• TASK STATEMENT: Could you write out, word for word, only the lines from the one containing "Query: seated woman in dark coat" through the last line of the data below?

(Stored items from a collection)

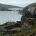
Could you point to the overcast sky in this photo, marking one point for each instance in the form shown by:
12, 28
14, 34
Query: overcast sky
11, 16
21, 3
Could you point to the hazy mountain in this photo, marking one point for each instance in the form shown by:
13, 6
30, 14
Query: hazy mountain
4, 7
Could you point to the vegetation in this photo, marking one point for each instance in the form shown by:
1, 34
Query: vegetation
27, 18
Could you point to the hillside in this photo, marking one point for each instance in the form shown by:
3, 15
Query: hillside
4, 7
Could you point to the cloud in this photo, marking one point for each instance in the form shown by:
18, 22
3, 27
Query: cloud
21, 3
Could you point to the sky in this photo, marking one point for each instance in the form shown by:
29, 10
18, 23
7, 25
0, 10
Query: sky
11, 16
20, 3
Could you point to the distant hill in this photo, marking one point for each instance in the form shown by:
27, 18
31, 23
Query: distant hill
4, 7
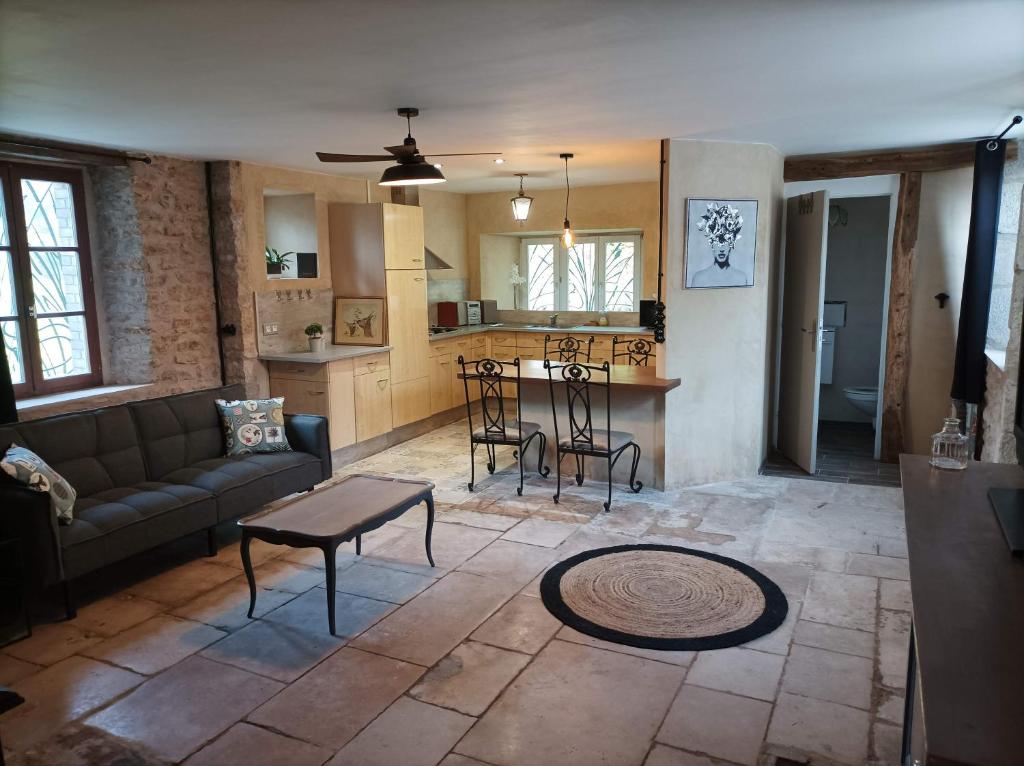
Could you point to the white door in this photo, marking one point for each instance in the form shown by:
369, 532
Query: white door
803, 304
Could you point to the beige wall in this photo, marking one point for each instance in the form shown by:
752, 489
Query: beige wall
444, 231
594, 208
719, 342
326, 187
942, 233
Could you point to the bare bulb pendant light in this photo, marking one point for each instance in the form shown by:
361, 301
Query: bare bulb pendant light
521, 203
567, 236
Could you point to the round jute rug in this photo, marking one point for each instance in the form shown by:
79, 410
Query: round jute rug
663, 597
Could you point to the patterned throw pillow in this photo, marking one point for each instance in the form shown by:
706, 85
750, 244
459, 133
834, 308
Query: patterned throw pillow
27, 468
254, 426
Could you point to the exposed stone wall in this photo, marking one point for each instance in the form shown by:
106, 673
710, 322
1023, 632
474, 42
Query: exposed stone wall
155, 282
120, 271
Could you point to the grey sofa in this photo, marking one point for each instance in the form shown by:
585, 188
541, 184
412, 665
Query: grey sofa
145, 473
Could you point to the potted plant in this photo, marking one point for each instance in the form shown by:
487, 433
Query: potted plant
275, 263
315, 334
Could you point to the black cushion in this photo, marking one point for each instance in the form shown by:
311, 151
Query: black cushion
180, 431
94, 451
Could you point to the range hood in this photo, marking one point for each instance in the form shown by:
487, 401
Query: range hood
432, 260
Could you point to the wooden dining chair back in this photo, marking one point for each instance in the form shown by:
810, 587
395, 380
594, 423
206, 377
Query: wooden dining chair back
499, 382
567, 349
587, 390
635, 351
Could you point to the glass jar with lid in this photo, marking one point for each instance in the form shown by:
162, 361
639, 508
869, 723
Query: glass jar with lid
949, 447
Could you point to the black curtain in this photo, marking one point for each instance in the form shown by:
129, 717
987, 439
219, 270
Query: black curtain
969, 370
8, 413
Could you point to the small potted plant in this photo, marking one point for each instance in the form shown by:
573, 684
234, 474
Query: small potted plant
315, 334
275, 262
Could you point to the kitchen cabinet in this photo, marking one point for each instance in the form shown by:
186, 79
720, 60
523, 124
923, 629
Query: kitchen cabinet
410, 400
408, 330
326, 389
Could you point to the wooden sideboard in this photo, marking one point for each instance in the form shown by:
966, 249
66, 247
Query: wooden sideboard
965, 703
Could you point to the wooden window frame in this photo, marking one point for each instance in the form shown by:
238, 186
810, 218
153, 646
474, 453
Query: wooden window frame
35, 384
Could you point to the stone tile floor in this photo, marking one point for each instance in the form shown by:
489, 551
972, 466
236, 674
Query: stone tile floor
846, 455
461, 665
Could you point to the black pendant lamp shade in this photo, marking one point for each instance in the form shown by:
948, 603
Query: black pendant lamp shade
414, 173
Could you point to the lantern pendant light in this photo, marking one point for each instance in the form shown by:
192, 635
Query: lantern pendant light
521, 203
567, 236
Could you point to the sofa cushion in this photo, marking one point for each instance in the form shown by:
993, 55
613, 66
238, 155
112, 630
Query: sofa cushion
179, 431
244, 482
125, 520
93, 451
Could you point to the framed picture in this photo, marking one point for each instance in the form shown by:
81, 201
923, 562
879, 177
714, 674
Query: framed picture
359, 322
721, 238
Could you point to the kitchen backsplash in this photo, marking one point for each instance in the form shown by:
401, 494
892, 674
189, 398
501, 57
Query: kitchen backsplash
293, 310
570, 318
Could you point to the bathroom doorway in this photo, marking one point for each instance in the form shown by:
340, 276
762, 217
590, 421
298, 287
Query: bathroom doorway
848, 340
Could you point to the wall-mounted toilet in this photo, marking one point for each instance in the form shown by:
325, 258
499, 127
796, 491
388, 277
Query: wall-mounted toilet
864, 398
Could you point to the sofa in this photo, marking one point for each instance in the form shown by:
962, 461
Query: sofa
146, 472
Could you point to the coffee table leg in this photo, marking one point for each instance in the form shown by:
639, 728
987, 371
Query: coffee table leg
248, 566
330, 564
429, 500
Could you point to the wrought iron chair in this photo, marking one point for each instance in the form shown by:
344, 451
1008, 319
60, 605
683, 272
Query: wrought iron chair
636, 351
568, 349
585, 439
492, 377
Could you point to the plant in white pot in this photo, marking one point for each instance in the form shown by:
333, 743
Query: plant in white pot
314, 333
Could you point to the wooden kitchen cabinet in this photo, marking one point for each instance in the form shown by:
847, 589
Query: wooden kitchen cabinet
325, 389
408, 328
373, 402
440, 383
410, 400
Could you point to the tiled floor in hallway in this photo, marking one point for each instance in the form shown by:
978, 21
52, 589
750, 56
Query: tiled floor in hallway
461, 665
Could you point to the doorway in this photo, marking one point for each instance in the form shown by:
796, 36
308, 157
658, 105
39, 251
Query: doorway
833, 324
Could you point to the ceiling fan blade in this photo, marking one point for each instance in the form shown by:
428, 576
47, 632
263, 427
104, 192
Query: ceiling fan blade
329, 157
465, 154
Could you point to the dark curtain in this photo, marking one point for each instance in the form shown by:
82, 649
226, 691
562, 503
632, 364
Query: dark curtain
969, 370
8, 413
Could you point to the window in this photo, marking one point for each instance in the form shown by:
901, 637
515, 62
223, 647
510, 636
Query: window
597, 273
47, 305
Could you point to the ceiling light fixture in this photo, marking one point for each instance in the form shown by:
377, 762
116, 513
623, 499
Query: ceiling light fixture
566, 228
521, 203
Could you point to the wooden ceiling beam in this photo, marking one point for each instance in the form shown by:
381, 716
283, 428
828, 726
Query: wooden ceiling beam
921, 160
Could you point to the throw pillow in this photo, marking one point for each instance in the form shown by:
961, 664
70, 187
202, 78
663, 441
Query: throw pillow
254, 426
27, 468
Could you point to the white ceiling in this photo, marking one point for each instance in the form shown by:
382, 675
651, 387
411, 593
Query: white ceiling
271, 81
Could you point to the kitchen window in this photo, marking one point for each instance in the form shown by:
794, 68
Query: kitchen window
47, 301
597, 273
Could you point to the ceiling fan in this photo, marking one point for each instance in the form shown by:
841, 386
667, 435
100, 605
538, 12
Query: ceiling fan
412, 167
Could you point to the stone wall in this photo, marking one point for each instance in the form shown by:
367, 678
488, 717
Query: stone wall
154, 282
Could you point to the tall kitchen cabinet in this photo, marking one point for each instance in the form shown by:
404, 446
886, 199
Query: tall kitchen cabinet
377, 251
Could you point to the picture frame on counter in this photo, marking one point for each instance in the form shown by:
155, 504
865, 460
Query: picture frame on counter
359, 322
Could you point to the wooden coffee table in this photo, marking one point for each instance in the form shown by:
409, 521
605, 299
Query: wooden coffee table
328, 517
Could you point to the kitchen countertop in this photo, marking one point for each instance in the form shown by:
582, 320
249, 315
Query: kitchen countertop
516, 328
330, 353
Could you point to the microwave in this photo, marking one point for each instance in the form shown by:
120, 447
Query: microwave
458, 313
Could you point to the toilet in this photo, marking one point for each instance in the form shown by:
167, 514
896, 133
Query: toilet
864, 398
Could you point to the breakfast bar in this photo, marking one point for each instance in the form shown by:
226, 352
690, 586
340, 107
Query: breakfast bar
637, 407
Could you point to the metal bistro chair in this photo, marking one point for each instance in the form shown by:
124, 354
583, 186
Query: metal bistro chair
584, 438
637, 351
497, 428
568, 349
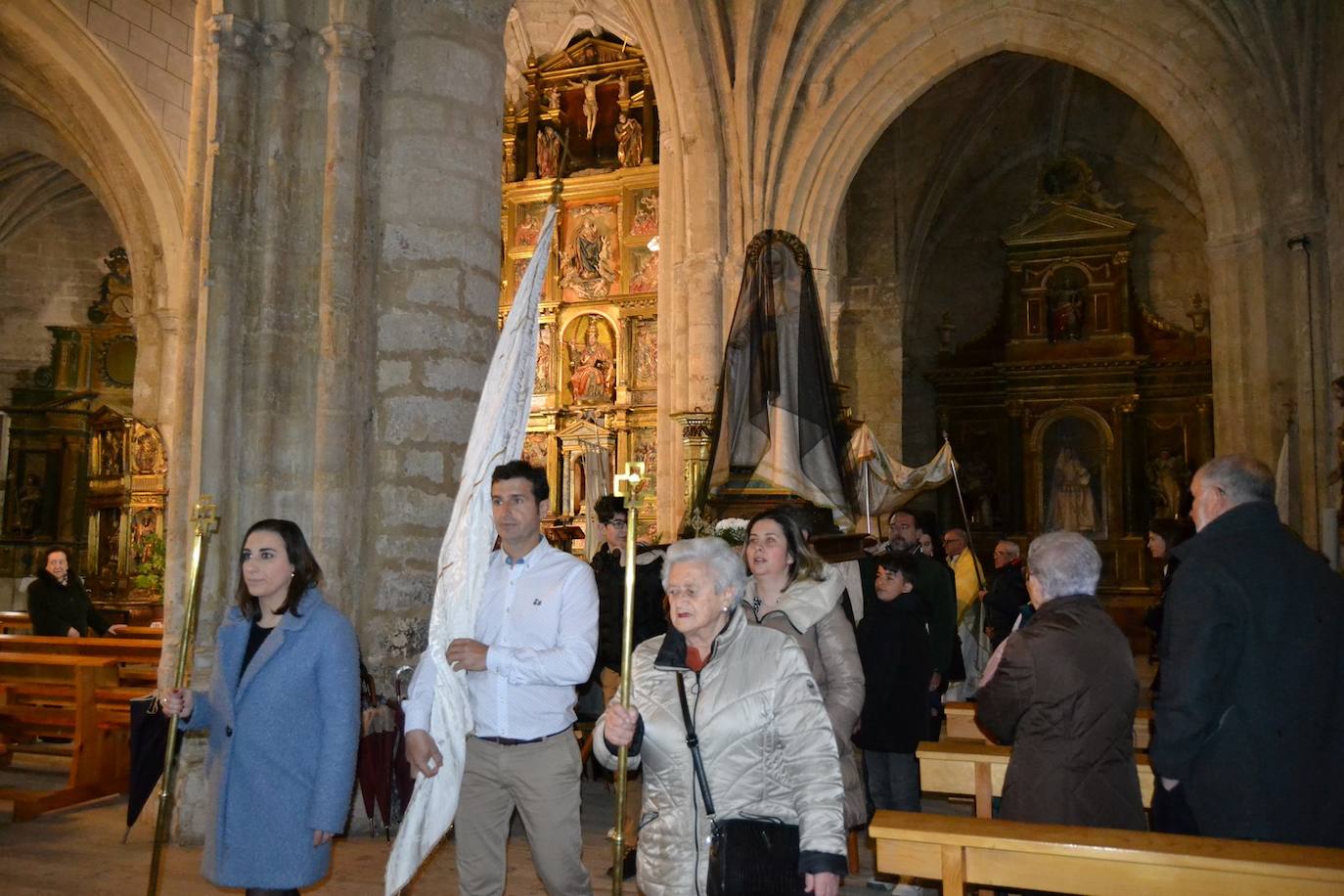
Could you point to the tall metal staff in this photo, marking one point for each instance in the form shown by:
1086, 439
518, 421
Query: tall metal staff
205, 522
970, 547
624, 486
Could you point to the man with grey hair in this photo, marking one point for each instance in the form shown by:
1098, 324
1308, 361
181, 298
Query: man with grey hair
1062, 691
1249, 727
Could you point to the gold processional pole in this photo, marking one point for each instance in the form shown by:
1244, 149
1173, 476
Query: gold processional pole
625, 488
205, 522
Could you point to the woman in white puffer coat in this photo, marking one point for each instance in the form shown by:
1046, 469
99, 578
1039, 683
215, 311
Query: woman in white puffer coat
765, 738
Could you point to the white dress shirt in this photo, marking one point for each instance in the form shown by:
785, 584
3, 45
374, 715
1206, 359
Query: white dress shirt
538, 615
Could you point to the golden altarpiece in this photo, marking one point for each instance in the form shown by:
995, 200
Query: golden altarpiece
81, 471
588, 117
1080, 409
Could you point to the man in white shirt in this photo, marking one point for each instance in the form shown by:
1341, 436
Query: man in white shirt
535, 640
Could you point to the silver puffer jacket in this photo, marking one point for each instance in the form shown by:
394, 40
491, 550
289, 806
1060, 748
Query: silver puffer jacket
765, 740
809, 611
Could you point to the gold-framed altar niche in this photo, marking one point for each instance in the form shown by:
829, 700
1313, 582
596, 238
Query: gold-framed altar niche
631, 223
590, 105
1078, 407
125, 500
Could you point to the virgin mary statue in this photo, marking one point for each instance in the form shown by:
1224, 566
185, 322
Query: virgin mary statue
776, 421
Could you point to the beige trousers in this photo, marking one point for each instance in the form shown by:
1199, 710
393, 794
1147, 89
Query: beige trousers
610, 683
542, 782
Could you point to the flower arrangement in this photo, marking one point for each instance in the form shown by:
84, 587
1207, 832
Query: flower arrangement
732, 529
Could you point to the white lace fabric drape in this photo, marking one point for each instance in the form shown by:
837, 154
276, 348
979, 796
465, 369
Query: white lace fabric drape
496, 438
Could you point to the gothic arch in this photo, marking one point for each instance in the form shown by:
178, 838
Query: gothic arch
1176, 90
54, 68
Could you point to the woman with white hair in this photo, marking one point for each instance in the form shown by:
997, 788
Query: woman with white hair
1062, 691
764, 735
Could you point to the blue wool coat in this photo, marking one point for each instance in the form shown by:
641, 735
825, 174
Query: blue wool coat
283, 745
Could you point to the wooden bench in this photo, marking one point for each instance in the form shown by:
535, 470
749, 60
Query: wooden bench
139, 657
14, 622
98, 749
976, 769
962, 724
1093, 861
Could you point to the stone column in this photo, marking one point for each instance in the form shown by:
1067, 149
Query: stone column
341, 381
650, 136
219, 287
276, 136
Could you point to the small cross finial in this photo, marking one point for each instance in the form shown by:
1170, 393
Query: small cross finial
625, 484
203, 516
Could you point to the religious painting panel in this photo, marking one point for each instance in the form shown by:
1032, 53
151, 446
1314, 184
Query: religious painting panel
644, 270
1064, 293
644, 212
646, 450
980, 456
516, 273
646, 352
590, 348
543, 381
590, 259
527, 223
1167, 468
1073, 456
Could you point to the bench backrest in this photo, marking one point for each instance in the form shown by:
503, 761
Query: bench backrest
122, 649
953, 766
1093, 861
962, 724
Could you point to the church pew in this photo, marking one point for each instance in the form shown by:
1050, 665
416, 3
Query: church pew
976, 769
98, 749
962, 724
139, 657
1093, 861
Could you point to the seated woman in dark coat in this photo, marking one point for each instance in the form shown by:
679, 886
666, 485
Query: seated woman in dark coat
58, 605
1062, 691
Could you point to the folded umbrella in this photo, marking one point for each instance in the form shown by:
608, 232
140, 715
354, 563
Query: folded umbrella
148, 740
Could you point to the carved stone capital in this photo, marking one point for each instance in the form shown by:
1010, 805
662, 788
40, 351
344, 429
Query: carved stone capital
232, 39
345, 47
279, 39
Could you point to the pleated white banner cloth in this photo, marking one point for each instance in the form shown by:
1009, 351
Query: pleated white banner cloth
496, 438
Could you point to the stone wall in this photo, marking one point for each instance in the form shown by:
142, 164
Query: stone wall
49, 276
151, 43
345, 294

• WRITTEN ANSWER:
Query: seated woman in dark coat
58, 605
1062, 691
Could you point to the folded umbrella in this photo, marking one point for each instance in the form shown by:
608, 232
140, 715
354, 563
Query: folded umbrella
148, 740
Could you point to the carved stone capital in this photo, marking one point for each instance in the form shown by:
1010, 805
662, 788
40, 351
344, 429
Query: carved stone capital
232, 39
345, 47
279, 39
Could you point to the pleated white banner cloth in this photo, marking one point for each instance in the form shown by:
1009, 351
Query: pleated white banner cloth
496, 438
Could you point to the stone wall in this photo, marking one point for each instance in the form shown by:
142, 164
Query: stone wall
49, 276
151, 43
345, 294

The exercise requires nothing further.